[Saved entries]
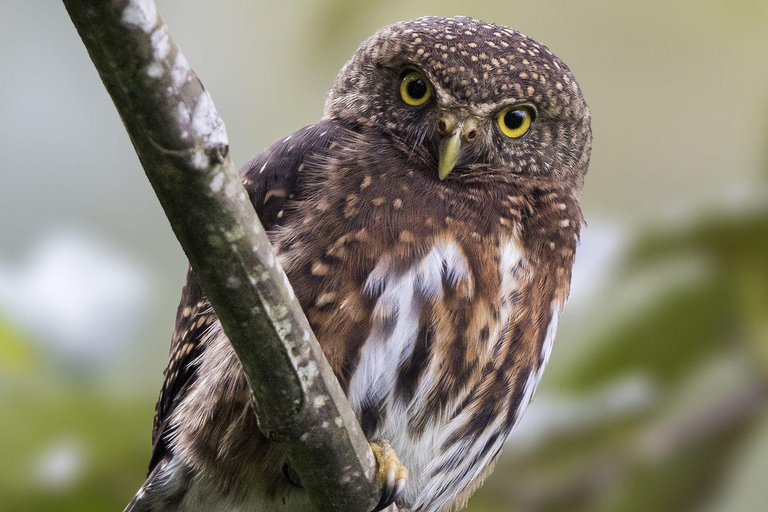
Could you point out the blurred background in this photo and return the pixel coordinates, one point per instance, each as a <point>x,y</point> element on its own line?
<point>657,393</point>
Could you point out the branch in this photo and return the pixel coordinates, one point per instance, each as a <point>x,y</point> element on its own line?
<point>182,145</point>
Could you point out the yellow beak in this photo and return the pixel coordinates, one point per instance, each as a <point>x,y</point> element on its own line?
<point>449,154</point>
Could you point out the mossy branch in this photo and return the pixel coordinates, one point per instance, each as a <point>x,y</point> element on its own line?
<point>182,145</point>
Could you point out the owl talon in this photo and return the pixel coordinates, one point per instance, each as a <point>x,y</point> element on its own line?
<point>391,472</point>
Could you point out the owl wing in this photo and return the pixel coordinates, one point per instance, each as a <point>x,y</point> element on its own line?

**WHAT TO WORK ON**
Write out exactly the lines starting with the one that holds "Could you point out the mossy" and running through the last line above.

**TASK RESULT**
Could you point out the mossy branch in this photo and return the pixel coordinates, one point per instance, each as a <point>x,y</point> element on its own line?
<point>182,145</point>
Could you point out the owl talon in this photo and return the pixel coordinates, one point per instance, each as a <point>x,y</point> element on its own line?
<point>391,472</point>
Could you point out the owl wing in this photo and return the pixel coordinates, one point per instance, each as a <point>x,y</point> element on its own line?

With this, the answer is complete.